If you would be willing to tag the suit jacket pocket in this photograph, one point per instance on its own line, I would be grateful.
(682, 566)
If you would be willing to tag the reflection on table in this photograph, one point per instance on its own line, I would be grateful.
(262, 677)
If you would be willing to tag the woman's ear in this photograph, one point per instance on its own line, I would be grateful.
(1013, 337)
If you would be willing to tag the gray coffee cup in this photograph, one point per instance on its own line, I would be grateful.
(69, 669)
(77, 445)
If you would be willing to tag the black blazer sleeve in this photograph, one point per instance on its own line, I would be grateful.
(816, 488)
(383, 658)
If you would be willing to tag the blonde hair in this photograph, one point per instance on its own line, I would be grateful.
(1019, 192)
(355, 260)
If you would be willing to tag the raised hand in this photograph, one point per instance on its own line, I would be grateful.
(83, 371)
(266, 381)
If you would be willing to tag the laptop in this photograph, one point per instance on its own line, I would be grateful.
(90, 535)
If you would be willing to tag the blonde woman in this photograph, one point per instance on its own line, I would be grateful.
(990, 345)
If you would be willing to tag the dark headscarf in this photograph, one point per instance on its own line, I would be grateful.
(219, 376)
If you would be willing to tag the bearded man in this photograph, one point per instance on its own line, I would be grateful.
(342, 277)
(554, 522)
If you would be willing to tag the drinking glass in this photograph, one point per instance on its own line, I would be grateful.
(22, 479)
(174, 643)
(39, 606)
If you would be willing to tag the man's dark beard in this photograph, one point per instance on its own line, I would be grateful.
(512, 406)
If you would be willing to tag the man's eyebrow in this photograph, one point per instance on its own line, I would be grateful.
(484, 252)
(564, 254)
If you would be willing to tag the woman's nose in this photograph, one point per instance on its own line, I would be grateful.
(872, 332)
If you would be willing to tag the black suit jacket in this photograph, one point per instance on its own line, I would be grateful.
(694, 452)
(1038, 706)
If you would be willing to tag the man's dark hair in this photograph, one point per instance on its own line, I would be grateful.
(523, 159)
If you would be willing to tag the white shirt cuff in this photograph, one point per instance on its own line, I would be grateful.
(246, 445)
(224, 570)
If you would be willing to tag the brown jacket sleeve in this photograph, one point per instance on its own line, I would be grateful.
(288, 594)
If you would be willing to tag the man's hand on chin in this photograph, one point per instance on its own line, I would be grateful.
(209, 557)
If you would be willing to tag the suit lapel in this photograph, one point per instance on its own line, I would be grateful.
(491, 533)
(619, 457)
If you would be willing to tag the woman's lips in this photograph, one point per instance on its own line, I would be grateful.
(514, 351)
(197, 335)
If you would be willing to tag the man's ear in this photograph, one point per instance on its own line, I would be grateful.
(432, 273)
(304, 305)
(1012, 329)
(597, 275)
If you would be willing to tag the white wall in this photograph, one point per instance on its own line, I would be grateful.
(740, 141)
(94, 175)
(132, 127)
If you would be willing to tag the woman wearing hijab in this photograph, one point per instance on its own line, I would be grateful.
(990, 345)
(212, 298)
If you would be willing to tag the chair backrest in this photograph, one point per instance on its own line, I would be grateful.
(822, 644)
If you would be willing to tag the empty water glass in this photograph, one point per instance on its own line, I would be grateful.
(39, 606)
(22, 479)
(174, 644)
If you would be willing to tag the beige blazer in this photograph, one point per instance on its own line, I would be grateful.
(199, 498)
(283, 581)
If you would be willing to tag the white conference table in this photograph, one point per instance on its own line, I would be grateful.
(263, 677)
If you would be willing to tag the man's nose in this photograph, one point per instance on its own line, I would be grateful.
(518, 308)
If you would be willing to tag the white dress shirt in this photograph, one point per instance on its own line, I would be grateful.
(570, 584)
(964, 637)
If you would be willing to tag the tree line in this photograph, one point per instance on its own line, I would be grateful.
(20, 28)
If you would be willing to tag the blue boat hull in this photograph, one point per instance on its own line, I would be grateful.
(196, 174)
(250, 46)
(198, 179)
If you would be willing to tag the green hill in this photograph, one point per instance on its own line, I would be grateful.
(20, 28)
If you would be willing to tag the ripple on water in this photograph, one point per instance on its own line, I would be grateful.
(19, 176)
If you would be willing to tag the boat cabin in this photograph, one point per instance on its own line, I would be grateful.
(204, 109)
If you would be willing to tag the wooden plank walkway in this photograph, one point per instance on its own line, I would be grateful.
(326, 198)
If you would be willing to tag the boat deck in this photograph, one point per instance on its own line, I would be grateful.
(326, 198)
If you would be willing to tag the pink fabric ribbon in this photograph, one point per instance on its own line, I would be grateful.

-=-=-

**Task requirements**
Copy exactly the line containing "If you would be willing to tag the beige" and every line after it, ending with the last line of the records above.

**Exercise result**
If you would be willing to tag the beige blazer in this photograph, one point per instance on its own line, I would be grateful.
(199, 498)
(283, 581)
If you would be willing to tag the white conference table in this photograph, one point per instance on its own line, I would be grateful.
(263, 677)
If you would be willing to tag the man's nose in this photograph, one point per instance on its own line, I would be grateful.
(518, 308)
If you would be willing to tag the white dress shirt in this photograph, one point per instance on its own line, I would be grateful.
(570, 584)
(964, 637)
If you would be willing to tag the tree line in this photograph, one point per instance on its own line, I would be grateful.
(20, 28)
If you would be willing to tag the blue boat hull in this photograph, one point per instance on its own line, I would be grateful.
(196, 174)
(250, 46)
(198, 179)
If you would be willing to tag the green hill in this photograph, one point per instance on its own line, I would be grateful.
(20, 28)
If you would be willing to tag the ripple on water in this photograph, one point per instance on its own line, I would be grateful.
(19, 176)
If you would be willing to tag the boat cabin in this photograph, one point per instance on its own line, I would be grateful.
(204, 109)
If you would be willing to tag the wooden plank walkway in this photograph, one point per instance on its own line, I would be grateful.
(326, 198)
If you would be willing to tag the boat deck in this photograph, one point per instance on its own line, I would be grateful.
(326, 198)
If you would be willing to tag the pink fabric ribbon in this photograph, one point per instance on its own line, I would be grateful.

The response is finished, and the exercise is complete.